● **WHAT TO PRODUCE**
Copy the records below word for word, keeping every line as it appears.

● **SUPPLIED RECORDS**
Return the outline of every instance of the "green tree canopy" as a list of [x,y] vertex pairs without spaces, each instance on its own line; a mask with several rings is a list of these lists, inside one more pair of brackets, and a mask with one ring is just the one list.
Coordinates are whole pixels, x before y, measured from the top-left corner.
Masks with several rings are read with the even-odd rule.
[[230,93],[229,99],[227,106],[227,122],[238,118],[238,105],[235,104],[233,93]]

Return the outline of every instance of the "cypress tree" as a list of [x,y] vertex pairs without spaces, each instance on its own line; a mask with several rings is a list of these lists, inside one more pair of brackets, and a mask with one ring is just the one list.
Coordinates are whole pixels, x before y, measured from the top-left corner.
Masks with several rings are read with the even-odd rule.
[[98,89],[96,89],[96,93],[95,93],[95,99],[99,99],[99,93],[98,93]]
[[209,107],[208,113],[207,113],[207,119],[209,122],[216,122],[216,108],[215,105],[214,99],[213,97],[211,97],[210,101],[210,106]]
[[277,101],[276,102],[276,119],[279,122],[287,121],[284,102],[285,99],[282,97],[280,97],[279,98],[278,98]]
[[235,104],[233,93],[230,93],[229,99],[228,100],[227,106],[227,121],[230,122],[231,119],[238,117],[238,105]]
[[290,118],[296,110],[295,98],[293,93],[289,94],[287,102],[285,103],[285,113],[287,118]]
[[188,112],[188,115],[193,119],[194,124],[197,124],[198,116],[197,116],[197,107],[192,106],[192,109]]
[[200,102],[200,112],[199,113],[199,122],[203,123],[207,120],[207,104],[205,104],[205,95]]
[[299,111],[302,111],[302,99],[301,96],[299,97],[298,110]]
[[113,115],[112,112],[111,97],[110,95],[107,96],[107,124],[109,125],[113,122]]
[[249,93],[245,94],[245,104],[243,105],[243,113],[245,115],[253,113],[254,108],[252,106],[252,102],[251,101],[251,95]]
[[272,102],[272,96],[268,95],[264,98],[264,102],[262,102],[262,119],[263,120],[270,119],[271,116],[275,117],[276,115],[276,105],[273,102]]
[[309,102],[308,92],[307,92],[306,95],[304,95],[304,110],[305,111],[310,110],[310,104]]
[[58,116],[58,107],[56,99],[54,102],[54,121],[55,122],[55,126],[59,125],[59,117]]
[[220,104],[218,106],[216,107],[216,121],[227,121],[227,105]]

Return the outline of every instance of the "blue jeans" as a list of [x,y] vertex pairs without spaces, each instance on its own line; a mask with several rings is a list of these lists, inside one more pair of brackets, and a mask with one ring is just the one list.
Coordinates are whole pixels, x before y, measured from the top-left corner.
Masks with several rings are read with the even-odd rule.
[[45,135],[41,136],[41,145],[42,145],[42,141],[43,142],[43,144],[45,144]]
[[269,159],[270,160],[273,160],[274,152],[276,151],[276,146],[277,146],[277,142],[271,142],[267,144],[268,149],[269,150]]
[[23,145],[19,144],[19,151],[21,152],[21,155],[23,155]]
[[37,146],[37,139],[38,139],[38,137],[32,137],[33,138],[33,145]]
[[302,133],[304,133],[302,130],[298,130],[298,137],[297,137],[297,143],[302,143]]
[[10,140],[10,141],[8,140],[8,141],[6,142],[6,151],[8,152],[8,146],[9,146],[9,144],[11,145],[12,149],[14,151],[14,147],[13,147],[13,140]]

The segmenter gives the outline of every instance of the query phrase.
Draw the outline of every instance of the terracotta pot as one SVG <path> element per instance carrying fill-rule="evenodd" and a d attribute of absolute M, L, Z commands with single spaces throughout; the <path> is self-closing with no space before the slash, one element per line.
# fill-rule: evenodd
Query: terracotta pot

● **TASK OUTPUT**
Return the outline of every instance of the "green tree canopy" as a list of [x,y] vertex pairs without spaces, each instance on its own line; a mask with several rings is a list of these lists, inside one more pair of brackets, and a mask with one ring is just the one list.
Coordinates are whole pixels, x before y, measured from the top-left corner.
Masks with several rings are read with the even-odd rule.
[[230,93],[229,99],[227,106],[227,122],[238,118],[238,105],[235,104],[233,93]]

Return the outline of every instance of the "cypress tree" as a list of [x,y] vertex pairs without spaces, each instance on its own line; a mask with several rings is a list of these lists, inside one more pair of brackets, and a mask with one ring is just the one list.
Coordinates are whole pixels, x before y, measured from the top-left corner.
Masks with several rings are read with the even-odd rule.
[[98,89],[96,89],[96,93],[95,93],[95,99],[99,99],[99,93],[98,93]]
[[209,107],[208,113],[207,113],[207,119],[209,122],[216,122],[216,108],[215,105],[214,99],[213,97],[211,97],[210,101],[210,106]]
[[277,101],[276,102],[276,119],[279,122],[287,121],[284,102],[285,99],[282,97],[280,97],[279,98],[278,98]]
[[235,104],[233,93],[230,93],[229,99],[228,100],[227,106],[227,121],[230,122],[231,119],[238,117],[238,105]]
[[290,118],[296,110],[295,98],[293,93],[289,94],[287,102],[285,103],[285,113],[287,118]]
[[188,112],[188,115],[193,119],[194,124],[197,124],[198,116],[197,116],[197,107],[192,106],[192,109]]
[[200,102],[200,112],[199,113],[199,122],[203,123],[207,120],[207,104],[205,104],[205,95]]
[[299,111],[302,111],[302,99],[301,96],[299,97],[298,110]]
[[113,115],[112,112],[111,97],[110,95],[107,96],[107,124],[109,125],[113,122]]
[[249,93],[245,94],[245,104],[243,105],[243,113],[245,115],[253,113],[254,108],[252,106],[252,102],[251,101],[251,95]]
[[272,102],[272,96],[268,95],[264,98],[264,102],[262,102],[262,119],[263,120],[270,119],[271,116],[275,117],[276,115],[276,105],[273,102]]
[[309,102],[308,92],[307,92],[306,95],[304,95],[304,110],[305,111],[310,110],[310,104]]
[[58,116],[58,107],[56,99],[54,102],[54,121],[55,122],[55,126],[59,125],[59,117]]
[[220,104],[218,106],[216,107],[216,121],[227,121],[227,105]]

Return the outline of every instance of the "blue jeans" as a list of [x,y] vertex pairs without spaces, each instance on its own line; a mask with several rings is a list of these lists, inside one more pair of brackets, and a mask with one ring is just the one list.
Coordinates are whole pixels, x before y, measured from the top-left corner.
Masks with several rings are read with the even-odd rule.
[[45,135],[41,136],[41,145],[42,145],[42,141],[43,142],[43,144],[45,144]]
[[269,159],[270,160],[273,160],[274,152],[276,151],[276,146],[277,146],[277,142],[271,142],[267,144],[268,149],[269,150]]
[[23,145],[19,144],[19,151],[21,152],[21,155],[23,155]]
[[37,146],[37,139],[38,139],[38,137],[32,137],[33,138],[33,145]]
[[302,133],[304,133],[302,130],[298,130],[298,137],[297,137],[297,143],[302,143]]
[[10,140],[10,141],[8,140],[8,141],[6,142],[6,151],[8,152],[8,146],[9,146],[9,144],[11,145],[12,149],[14,151],[14,147],[13,147],[13,140]]

The segmenter gives the outline of every instance of the query phrase.
Draw the outline of every instance of the terracotta pot as one SVG <path> element per instance carrying fill-rule="evenodd" and a d attribute of absolute M, L, Z commands with single spaces throughout; the <path> is self-closing with no space before the slash, one element per line.
# fill-rule: evenodd
Query: terracotta pot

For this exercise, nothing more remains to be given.